#### 取り組む課題:
1. USスチール買収を巡る記事で、バイデン前政権の時に買収計画禁止命令が出された理由は何か。
2. USスチール買収を巡る記事のうち、「元々、USスチールの買収計画を巡っては両社で合意されていたものの…。」から「い口調で日本を名指しで批判。」までを一字も変えずに書き写せ。
3. USスチール買収を巡る記事を、最後の文の後から引き継いで書き進めよ。

#### 抜粋文:

日本製鉄によるUSスチールの買収計画を巡って、アメリカのトランプ大統領は両社の提携を支持することを表明しました。
■「日鉄とUSスチールの提携を支持」
トランプ大統領のSNSから 「慎重な検討と交渉のすえにUSスチールがアメリカに残り、本社をピッツバーグで維持することを誇らしく発表する」
トランプ大統領はSNSで日本製鉄とUSスチールの提携に支持を表明しました。
元々、USスチールの買収計画を巡っては両社で合意されていたものの…。
バイデン前大統領 「USスチールは1世紀以上にわたってアメリカを象徴する企業であり、完全なアメリカ企業であり続けるべきである」
バイデン前政権の時に国家安全保障上の懸念を理由に買収計画禁止命令が出されていました。
アメリカ鉄鋼大手クリーブランド・クリフス ゴンカルベスCEO 「日本は自分が何者か理解していない。1945年から何も学んでいない」
アメリカ鉄鋼大手「クリーブランド・クリフス」のゴンカルベスCEOは激しい口調で日本を名指しで批判。
その後、トランプ大統領が就任。

[データ記録]
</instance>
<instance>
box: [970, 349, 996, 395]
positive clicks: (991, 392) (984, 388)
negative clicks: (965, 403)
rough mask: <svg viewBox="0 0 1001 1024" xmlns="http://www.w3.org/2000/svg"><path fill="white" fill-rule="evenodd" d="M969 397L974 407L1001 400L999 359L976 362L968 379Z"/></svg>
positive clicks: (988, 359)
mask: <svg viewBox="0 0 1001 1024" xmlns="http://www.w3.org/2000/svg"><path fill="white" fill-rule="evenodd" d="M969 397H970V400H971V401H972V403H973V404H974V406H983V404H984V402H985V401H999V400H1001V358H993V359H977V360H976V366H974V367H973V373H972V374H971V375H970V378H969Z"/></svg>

#### 解答:
1. 国家安全保障上の懸念である。

2.
元々、USスチールの買収計画を巡っては両社で合意されていたものの…。
バイデン前大統領 「USスチールは1世紀以上にわたってアメリカを象徴する企業であり、完全なアメリカ企業であり続けるべきである」
バイデン前政権の時に国家安全保障上の懸念を理由に買収計画禁止命令が出されていました。
アメリカ鉄鋼大手クリーブランド・クリフス ゴンカルベスCEO 「日本は自分が何者か理解していない。1945年から何も学んでいない」
アメリカ鉄鋼大手「クリーブランド・クリフス」のゴンカルベスCEOは激しい口調で日本を名指しで批判。

3.
トランプ大統領 「買収というコンセプトが心理的によくない。彼らはUSスチールを所有するのではなく、多額の投資をすることで合意した」
この計画については対米外国投資委員会=CFIUSの勧告を受け、トランプ大統領が来月5日までに買収の是非を判断することになっていました。
今週提出された「勧告書」などによると、買収された場合でも「安全保障上のリスクは対処可能」という情報も。
トランプ大統領のSNSから 「長年にわたり『USスチール』という名は偉大さの代名詞でしたが今、再びそうなるでしょう」
トランプ大統領は「提携により少なくとも7万人の雇用創出と、アメリカ経済に140億ドルをもたらすことになる」と評価。
■トランプ大統領 経済効果を強調
“提携支持表明”を受けて…。
日本製鉄 「トランプ大統領のご英断に心より敬意を表します。USスチールとすべてのステークホルダー、アメリカの鉄鋼業、さらにはアメリカの製造業全体にとって画期的な転機となるものです」
USスチール 「USスチールはアメリカ企業のままであり続け、日本製鉄との提携を通じて、より大きくより強く成長していきます」
一方で、買収計画に反対していた組合の会長は。
全米鉄鋼労働組合 マッコール会長(米メディアから) 「外国企業である日本製鉄が米国内の製鉄能力をさらに低下させ、数千もの良質な組合員の雇用を危険にさらすのではないかと懸念している」
トランプ大統領は30日にもUSスチールを訪れ、大規模集会を行う予定にしています。
一方、3回目となる「日米関税協議」では交渉の隔たりは縮まってきているのでしょうか。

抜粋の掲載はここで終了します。